Which lines of the records contain the string "positive"? Pick out each of them and copy it whole.

┄┄┄┄┄┄┄┄┄┄┄┄┄┄┄┄┄┄┄┄

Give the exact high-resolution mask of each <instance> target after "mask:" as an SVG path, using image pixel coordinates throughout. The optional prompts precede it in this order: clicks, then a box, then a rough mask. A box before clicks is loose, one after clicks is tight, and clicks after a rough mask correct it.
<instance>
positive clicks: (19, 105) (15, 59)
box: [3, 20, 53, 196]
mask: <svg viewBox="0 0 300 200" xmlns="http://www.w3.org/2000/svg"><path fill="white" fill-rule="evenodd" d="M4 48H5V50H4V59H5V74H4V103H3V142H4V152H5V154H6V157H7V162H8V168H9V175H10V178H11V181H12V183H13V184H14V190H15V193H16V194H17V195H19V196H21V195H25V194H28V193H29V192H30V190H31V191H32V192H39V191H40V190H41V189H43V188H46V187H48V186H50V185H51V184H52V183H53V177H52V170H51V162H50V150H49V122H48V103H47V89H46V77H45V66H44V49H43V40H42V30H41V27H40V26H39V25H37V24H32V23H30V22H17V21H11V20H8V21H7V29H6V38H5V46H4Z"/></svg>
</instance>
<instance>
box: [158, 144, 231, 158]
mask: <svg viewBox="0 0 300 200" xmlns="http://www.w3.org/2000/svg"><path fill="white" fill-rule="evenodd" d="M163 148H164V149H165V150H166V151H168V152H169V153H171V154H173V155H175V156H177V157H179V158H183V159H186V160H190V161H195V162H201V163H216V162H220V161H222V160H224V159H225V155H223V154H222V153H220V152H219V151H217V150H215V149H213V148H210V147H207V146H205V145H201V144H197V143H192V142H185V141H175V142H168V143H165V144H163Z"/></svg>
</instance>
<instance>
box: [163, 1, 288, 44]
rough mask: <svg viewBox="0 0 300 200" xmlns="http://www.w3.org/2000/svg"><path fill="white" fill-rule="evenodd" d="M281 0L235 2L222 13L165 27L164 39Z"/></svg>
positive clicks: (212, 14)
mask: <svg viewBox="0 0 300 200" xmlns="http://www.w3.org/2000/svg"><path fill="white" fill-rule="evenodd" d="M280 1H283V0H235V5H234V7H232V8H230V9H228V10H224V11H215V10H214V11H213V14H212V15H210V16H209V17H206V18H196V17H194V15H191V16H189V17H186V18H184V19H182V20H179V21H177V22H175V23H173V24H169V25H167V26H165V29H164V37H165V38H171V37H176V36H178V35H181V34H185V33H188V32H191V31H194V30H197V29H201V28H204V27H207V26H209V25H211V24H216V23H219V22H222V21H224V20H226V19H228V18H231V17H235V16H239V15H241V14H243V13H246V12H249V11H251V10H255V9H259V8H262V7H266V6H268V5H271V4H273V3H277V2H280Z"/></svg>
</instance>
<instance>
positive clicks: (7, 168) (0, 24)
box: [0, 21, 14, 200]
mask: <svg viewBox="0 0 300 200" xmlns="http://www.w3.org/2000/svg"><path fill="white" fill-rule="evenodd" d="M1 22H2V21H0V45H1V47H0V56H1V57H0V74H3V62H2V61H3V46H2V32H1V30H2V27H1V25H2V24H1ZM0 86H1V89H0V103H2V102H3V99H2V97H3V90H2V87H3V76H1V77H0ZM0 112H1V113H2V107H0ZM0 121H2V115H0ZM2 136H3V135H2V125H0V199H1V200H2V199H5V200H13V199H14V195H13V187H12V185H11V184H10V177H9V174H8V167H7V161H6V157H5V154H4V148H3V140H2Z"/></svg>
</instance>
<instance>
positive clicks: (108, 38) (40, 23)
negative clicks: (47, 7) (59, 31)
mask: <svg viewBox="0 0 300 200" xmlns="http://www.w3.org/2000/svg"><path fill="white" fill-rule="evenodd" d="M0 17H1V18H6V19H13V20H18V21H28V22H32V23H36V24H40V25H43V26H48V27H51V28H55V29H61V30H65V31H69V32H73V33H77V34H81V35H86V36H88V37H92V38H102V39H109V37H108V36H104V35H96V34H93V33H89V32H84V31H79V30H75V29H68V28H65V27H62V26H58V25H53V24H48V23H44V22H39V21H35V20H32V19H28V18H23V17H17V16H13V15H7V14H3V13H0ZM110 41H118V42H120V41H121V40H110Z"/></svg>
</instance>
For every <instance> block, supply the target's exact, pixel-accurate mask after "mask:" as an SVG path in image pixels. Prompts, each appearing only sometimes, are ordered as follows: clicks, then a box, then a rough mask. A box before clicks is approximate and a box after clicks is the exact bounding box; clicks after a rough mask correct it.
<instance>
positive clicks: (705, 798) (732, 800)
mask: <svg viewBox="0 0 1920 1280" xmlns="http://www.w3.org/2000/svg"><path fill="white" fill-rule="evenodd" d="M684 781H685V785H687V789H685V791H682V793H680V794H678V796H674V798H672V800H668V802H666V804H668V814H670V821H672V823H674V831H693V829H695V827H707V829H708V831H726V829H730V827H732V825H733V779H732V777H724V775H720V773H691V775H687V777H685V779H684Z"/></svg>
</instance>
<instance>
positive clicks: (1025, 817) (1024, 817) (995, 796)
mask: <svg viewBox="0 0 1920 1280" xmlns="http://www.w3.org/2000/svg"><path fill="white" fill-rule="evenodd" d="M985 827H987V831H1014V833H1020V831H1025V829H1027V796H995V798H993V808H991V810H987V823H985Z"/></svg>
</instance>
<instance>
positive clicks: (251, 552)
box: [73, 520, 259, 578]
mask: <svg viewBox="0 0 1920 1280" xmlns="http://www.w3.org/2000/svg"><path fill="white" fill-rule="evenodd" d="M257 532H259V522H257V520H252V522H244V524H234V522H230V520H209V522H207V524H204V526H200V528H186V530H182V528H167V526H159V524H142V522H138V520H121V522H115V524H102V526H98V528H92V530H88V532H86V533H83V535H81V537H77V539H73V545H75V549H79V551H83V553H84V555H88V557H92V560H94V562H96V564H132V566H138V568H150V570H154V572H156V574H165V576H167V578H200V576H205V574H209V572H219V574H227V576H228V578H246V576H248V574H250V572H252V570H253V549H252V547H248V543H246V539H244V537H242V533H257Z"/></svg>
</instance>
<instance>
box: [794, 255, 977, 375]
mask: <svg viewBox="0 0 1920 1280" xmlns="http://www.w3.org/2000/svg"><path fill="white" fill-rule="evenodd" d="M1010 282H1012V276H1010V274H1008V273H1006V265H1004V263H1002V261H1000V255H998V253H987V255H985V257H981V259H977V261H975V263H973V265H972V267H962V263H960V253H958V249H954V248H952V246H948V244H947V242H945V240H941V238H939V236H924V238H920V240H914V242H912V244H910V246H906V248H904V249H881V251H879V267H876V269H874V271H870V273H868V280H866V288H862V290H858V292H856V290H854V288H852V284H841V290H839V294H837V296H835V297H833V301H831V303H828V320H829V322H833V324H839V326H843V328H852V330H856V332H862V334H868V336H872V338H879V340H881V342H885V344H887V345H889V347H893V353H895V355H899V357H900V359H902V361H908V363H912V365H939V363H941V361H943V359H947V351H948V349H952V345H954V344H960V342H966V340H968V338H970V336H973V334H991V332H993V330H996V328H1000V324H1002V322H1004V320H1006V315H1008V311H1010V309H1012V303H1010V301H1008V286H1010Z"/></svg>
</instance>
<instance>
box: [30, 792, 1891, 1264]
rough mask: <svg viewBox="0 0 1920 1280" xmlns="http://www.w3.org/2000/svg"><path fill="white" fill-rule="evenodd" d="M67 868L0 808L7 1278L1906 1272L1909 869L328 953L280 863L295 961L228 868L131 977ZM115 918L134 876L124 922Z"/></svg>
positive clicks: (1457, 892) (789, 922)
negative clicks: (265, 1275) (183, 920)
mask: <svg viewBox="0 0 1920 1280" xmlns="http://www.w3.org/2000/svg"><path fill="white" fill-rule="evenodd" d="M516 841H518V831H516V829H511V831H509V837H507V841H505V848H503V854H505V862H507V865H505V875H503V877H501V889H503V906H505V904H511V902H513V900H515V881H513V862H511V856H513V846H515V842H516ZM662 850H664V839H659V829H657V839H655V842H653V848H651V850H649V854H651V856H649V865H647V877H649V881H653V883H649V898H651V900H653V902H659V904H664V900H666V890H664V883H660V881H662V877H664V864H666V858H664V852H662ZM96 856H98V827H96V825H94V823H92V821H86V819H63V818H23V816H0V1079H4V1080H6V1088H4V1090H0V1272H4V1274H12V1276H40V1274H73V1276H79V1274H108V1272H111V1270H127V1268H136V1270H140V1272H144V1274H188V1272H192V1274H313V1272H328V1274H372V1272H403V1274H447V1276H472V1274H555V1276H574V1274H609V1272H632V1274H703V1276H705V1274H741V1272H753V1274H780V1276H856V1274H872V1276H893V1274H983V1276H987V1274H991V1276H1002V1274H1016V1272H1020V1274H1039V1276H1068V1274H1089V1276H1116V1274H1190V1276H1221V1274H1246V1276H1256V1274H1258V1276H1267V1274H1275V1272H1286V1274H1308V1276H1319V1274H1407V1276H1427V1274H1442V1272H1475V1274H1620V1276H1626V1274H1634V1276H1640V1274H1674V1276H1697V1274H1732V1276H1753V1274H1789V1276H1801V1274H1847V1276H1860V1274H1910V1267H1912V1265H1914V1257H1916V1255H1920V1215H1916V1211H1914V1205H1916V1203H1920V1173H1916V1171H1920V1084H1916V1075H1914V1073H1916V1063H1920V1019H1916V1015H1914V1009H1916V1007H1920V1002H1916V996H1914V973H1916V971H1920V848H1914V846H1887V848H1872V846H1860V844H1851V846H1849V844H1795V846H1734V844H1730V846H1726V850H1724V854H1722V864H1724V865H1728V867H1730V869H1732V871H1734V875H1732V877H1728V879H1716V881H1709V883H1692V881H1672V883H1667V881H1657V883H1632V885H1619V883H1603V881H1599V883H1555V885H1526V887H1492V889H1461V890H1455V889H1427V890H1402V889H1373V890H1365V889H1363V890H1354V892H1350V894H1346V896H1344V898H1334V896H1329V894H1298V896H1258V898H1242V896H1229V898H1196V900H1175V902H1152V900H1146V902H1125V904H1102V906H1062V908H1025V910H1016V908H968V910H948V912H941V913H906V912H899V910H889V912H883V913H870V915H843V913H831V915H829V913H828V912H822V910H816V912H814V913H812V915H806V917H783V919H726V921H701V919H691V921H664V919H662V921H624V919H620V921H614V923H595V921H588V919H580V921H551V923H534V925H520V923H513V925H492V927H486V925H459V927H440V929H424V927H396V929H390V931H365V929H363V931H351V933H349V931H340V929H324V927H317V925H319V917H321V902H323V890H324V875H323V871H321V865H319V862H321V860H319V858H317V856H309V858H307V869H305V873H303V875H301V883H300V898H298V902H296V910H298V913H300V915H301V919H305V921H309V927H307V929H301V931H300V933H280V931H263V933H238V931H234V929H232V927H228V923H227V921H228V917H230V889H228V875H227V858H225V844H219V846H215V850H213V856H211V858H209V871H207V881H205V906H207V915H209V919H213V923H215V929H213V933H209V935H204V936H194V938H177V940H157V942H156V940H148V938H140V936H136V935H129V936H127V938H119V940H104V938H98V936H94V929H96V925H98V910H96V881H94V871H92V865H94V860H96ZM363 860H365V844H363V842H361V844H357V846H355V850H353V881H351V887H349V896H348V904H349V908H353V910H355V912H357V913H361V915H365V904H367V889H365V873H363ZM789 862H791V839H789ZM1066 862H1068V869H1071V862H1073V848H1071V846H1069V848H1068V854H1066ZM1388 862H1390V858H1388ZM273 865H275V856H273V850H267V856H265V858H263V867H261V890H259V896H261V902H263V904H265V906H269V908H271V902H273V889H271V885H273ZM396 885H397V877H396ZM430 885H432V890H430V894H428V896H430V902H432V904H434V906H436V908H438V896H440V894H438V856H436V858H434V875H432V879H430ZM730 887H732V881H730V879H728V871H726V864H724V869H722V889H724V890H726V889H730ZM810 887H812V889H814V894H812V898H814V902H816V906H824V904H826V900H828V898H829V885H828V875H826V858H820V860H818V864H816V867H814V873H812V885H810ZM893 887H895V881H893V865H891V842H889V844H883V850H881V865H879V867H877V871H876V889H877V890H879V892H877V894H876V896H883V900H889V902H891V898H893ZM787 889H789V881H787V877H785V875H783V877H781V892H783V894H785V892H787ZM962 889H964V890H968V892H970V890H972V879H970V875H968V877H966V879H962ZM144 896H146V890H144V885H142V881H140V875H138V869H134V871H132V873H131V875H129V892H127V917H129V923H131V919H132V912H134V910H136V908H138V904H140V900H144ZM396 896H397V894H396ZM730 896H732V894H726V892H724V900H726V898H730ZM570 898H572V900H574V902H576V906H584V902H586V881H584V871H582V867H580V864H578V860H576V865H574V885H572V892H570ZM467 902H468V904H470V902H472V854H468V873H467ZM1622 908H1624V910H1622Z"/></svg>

┄┄┄┄┄┄┄┄┄┄┄┄┄┄┄┄┄┄┄┄

Written solution:
positive clicks: (19, 105) (15, 59)
positive clicks: (212, 14)
positive clicks: (7, 168) (0, 24)
positive clicks: (108, 38) (40, 23)
positive clicks: (705, 798) (732, 800)
positive clicks: (1025, 817) (1024, 817) (995, 796)
positive clicks: (251, 552)
positive clicks: (1457, 892) (789, 922)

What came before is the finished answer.